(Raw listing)

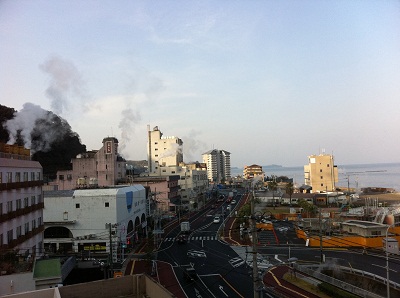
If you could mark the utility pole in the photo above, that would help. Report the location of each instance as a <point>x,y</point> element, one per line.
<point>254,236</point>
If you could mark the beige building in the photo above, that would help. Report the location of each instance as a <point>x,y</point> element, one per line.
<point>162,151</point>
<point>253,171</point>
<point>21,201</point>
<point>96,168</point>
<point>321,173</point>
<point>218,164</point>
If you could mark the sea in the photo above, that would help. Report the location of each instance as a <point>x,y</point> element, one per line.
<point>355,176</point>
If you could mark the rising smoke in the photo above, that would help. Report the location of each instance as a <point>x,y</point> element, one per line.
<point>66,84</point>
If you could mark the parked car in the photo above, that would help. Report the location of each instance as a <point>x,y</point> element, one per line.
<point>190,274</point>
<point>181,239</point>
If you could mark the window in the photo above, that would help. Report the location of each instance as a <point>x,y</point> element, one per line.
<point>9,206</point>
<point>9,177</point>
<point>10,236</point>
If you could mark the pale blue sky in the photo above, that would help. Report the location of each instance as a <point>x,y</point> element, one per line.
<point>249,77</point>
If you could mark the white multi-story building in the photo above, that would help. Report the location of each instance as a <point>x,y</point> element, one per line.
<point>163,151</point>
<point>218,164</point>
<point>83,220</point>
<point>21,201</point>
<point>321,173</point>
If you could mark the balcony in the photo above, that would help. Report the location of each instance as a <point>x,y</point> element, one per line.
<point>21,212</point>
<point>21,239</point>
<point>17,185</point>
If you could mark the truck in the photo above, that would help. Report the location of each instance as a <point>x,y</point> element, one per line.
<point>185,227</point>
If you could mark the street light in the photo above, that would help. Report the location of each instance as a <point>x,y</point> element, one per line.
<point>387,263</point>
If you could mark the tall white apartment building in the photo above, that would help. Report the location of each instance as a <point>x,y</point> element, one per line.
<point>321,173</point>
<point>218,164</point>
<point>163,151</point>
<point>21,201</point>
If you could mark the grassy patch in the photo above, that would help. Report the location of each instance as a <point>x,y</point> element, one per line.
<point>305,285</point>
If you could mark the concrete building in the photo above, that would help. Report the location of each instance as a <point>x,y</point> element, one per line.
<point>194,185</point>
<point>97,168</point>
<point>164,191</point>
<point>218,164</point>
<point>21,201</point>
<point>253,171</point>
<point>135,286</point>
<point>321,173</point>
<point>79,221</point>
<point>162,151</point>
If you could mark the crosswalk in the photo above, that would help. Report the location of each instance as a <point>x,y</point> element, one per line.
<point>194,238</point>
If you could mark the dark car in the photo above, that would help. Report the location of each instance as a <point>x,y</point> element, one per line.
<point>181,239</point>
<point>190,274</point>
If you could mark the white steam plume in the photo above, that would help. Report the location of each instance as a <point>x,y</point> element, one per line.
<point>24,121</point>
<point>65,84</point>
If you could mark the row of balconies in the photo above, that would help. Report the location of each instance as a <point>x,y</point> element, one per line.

- GIVEN EXERCISE
Extract every line of the listing above word for word, leaving out the picture.

- FULL RESPONSE
If you could mark the utility pole in the photo above, that would help. Report the location of each instance as a <point>x,y</point> element, one per line.
<point>254,236</point>
If you could mark the beige building in the photo above, that would help. Report the location of each instance as a <point>x,y</point> element, one per line.
<point>162,151</point>
<point>253,171</point>
<point>21,201</point>
<point>96,168</point>
<point>321,173</point>
<point>218,164</point>
If you could mark the sea in the photo above, that would help. Report the location of each instance as a <point>x,y</point> element, one per line.
<point>355,176</point>
If you could mark the rising smoke in the photo above, that would help. Report the location of each instance as a <point>x,y</point> element, one per line.
<point>66,84</point>
If you could mark the parked car in the photo above, that would help. Report the location of each instance as a <point>x,y</point> element, one per line.
<point>190,274</point>
<point>181,239</point>
If you could mark the window in the photo above, that would help. Report the location of each instance as a <point>x,y</point> element, one per line.
<point>9,206</point>
<point>9,177</point>
<point>10,236</point>
If you could mark the pale blue sky in the photo above, that would help. Report the location of each instance as a <point>x,y</point> element, one per line.
<point>249,77</point>
If you could mark the white multi-story building in the photo above, that would help. Report the location of each instance as a <point>x,y</point> element, one per line.
<point>163,151</point>
<point>218,164</point>
<point>83,220</point>
<point>21,201</point>
<point>321,173</point>
If you could mark the balcony in the photo above, that would help. Report the location of each instance as a <point>x,y</point> element, one per line.
<point>21,212</point>
<point>21,239</point>
<point>17,185</point>
If you could mark the truck in the photo above, that would help. Report the location of each instance as a <point>x,y</point> element, one per line.
<point>185,227</point>
If you could mark the street light in the photo above, that would help. Report the location of each instance as a <point>x,y</point> element, one per line.
<point>387,263</point>
If you could mark the tall white apartment building in the photo above, that would help. Report the location of each instance as a <point>x,y</point> element, one per line.
<point>321,173</point>
<point>218,164</point>
<point>163,151</point>
<point>21,201</point>
If you could mark the grassy patch in the photo above, that would help. Report the location of each instance as a <point>x,y</point> element, one per line.
<point>305,285</point>
If you could mark the concrete building in the photo above, that would help. Report the location of each instance as a <point>x,y</point> element, one per line.
<point>194,185</point>
<point>97,168</point>
<point>164,191</point>
<point>218,164</point>
<point>21,201</point>
<point>253,171</point>
<point>135,286</point>
<point>321,173</point>
<point>79,221</point>
<point>162,151</point>
If you could mark the crosswalk in the photo above, that would help. Report the location of each instance as a <point>x,y</point> element, one per line.
<point>194,238</point>
If you could mark the dark car in the photo above, that would help. Report the location of each instance as a <point>x,y</point> element, one per line.
<point>181,239</point>
<point>190,274</point>
If you could mark the white steam plume in the photo above, that would help. Report the location of each instance as a <point>x,y</point> element, one per line.
<point>24,121</point>
<point>65,84</point>
If you could mark the row of balconies in the photo above, that would help. Report the location of each instance as a <point>x,y</point> element, one per line.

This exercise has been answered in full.